Problem statement
Output only the lines below from the one containing "like x=96, y=237." to the one containing "like x=124, y=135.", exactly as written, both ends kept.
● ● ● ● ●
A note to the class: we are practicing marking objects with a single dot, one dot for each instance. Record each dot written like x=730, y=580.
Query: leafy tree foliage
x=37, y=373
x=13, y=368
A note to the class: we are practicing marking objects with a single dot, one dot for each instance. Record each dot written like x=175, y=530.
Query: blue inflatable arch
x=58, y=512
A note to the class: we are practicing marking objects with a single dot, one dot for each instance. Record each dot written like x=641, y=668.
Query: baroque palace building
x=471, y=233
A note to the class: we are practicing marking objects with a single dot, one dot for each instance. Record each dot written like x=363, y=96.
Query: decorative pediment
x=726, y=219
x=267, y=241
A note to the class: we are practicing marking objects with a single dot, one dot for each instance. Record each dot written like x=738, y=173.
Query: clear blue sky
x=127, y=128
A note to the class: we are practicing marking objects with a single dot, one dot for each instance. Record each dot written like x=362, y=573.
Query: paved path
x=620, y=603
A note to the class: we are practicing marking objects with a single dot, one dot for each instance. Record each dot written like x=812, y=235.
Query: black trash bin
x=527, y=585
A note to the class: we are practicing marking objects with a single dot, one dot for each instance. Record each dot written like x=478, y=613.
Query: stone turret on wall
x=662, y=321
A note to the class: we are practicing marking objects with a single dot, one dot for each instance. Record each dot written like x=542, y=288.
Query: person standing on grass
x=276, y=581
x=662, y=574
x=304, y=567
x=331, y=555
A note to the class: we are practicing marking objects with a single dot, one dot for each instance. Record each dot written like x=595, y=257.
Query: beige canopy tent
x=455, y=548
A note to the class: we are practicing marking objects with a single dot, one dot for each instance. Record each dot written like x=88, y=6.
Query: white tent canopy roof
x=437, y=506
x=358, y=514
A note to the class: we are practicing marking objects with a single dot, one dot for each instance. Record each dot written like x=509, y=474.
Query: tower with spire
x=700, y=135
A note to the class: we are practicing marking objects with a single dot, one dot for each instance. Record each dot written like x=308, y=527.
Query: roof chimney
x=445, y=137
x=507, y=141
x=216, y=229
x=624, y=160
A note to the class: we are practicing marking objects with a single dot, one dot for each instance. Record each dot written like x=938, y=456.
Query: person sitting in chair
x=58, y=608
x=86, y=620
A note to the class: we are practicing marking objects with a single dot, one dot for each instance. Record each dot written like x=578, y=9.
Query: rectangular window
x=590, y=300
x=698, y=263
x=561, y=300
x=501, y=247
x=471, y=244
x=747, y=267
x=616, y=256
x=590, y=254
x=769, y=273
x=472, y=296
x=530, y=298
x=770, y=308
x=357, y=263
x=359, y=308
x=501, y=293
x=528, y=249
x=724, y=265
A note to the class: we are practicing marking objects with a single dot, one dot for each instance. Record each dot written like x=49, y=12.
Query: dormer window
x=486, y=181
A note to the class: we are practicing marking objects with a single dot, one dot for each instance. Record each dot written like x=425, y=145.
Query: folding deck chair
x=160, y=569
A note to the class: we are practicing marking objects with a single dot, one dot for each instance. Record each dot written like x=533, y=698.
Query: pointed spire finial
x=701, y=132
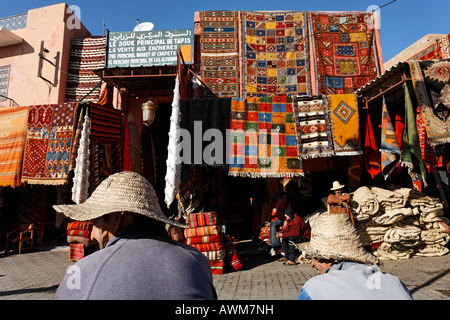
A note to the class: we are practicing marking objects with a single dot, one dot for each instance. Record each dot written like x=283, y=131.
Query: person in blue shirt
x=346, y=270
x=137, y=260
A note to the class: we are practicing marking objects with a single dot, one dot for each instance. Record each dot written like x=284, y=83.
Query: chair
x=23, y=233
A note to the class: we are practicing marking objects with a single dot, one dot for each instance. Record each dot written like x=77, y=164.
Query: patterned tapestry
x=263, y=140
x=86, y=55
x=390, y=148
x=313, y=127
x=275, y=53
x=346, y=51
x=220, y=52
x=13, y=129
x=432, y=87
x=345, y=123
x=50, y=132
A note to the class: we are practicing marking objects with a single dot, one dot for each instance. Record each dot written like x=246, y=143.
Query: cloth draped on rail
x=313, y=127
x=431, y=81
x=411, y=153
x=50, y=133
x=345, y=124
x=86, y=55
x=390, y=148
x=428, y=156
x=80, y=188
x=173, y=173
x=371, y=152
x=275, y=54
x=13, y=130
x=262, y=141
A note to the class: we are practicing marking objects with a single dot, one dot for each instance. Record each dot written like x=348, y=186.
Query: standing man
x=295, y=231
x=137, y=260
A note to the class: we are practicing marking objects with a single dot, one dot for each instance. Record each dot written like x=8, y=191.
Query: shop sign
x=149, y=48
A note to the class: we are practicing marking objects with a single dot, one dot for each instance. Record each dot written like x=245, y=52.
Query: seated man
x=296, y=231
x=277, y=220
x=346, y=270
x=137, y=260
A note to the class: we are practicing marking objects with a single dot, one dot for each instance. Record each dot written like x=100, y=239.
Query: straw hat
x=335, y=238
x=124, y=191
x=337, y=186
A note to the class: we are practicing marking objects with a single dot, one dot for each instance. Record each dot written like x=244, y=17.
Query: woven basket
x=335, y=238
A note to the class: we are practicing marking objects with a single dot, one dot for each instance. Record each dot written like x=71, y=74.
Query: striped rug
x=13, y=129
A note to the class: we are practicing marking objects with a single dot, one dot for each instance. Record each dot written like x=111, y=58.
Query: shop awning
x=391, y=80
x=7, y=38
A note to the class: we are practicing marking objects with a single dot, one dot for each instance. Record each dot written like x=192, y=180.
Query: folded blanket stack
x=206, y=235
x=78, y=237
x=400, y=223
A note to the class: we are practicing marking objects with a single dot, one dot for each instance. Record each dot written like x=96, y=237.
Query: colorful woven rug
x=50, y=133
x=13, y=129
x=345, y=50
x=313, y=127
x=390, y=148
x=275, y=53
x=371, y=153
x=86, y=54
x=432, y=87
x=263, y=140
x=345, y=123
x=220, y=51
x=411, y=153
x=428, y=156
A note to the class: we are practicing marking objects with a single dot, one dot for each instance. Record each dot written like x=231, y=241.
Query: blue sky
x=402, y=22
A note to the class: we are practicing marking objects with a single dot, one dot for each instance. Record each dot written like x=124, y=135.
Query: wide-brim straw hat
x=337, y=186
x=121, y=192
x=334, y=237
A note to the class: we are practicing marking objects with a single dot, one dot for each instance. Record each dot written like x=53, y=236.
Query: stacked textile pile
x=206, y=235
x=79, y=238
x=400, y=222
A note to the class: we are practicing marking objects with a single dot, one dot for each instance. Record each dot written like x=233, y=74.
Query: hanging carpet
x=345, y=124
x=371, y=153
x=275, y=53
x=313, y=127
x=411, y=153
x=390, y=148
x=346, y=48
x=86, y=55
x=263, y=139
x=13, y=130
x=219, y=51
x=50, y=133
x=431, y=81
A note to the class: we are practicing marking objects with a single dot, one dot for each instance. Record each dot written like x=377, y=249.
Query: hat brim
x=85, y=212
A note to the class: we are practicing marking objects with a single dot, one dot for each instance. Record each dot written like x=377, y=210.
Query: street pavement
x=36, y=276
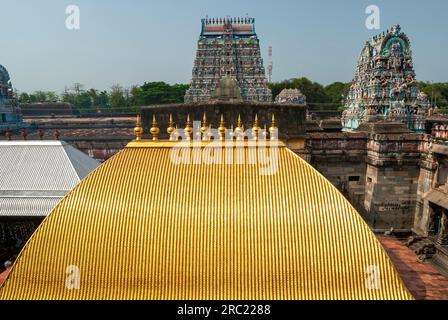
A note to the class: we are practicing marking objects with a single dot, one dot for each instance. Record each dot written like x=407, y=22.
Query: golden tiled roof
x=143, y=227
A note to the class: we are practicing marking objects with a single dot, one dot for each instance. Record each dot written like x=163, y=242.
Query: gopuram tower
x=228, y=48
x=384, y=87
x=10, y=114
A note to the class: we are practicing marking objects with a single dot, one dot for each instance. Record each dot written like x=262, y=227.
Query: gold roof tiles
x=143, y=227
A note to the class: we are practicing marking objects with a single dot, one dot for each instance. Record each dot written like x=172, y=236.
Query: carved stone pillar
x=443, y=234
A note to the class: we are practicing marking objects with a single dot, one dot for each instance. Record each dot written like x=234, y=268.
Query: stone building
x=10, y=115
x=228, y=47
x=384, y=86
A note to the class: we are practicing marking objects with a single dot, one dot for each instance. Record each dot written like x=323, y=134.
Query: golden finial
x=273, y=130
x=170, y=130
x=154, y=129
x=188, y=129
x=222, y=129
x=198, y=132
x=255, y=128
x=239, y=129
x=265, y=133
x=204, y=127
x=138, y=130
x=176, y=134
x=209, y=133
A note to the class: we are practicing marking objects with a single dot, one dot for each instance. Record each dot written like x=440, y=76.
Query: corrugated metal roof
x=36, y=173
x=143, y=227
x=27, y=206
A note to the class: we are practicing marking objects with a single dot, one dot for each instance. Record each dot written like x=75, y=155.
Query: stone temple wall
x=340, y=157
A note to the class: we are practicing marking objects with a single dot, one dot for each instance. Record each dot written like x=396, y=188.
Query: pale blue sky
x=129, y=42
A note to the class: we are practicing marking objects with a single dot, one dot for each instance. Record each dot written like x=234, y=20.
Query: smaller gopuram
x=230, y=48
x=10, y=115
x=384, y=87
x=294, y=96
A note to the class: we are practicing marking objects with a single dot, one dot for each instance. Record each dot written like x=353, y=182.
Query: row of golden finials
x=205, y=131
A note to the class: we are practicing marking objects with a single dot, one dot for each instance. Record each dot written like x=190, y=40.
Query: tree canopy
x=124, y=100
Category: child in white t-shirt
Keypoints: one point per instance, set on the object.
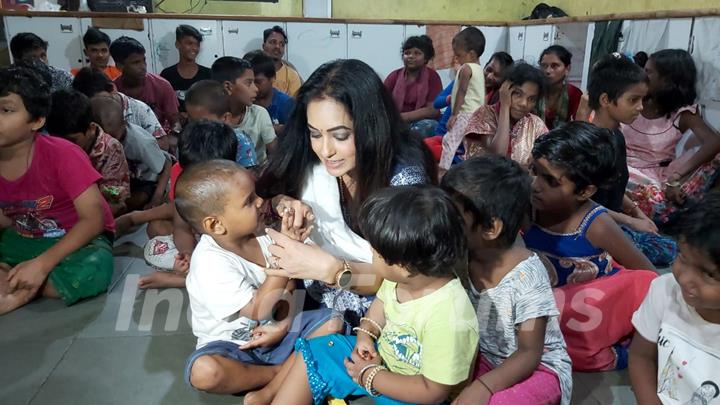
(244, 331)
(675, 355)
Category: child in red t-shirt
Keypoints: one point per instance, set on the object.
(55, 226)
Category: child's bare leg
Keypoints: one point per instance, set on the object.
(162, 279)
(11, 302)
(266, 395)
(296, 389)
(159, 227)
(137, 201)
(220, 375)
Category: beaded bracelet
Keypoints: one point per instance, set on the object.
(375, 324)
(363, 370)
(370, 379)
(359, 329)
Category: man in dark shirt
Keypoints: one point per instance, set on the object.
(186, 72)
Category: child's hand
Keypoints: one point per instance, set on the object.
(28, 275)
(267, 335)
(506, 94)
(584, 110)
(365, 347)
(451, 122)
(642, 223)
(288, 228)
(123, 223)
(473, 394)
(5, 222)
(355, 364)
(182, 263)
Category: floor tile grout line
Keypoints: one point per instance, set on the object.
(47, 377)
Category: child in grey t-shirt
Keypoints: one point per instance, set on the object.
● ● ● ● ●
Written reply
A note to the class: we are practicing marking objects with a single dot, one dot for each instance. Record each dot written like x=96, y=237.
Query: colorful woven rug
x=50, y=133
x=13, y=129
x=345, y=50
x=313, y=127
x=390, y=148
x=275, y=53
x=371, y=153
x=86, y=54
x=432, y=87
x=263, y=140
x=345, y=123
x=220, y=51
x=411, y=153
x=428, y=156
A note to the class: we are practicing marking objects with a single dot, one dot for each instance. Record each dot written like x=231, y=241.
Query: blue sky
x=402, y=22
A note to the class: we are practicing marking objects with a single dot, one dot for each instance. Record each dot written like x=124, y=135.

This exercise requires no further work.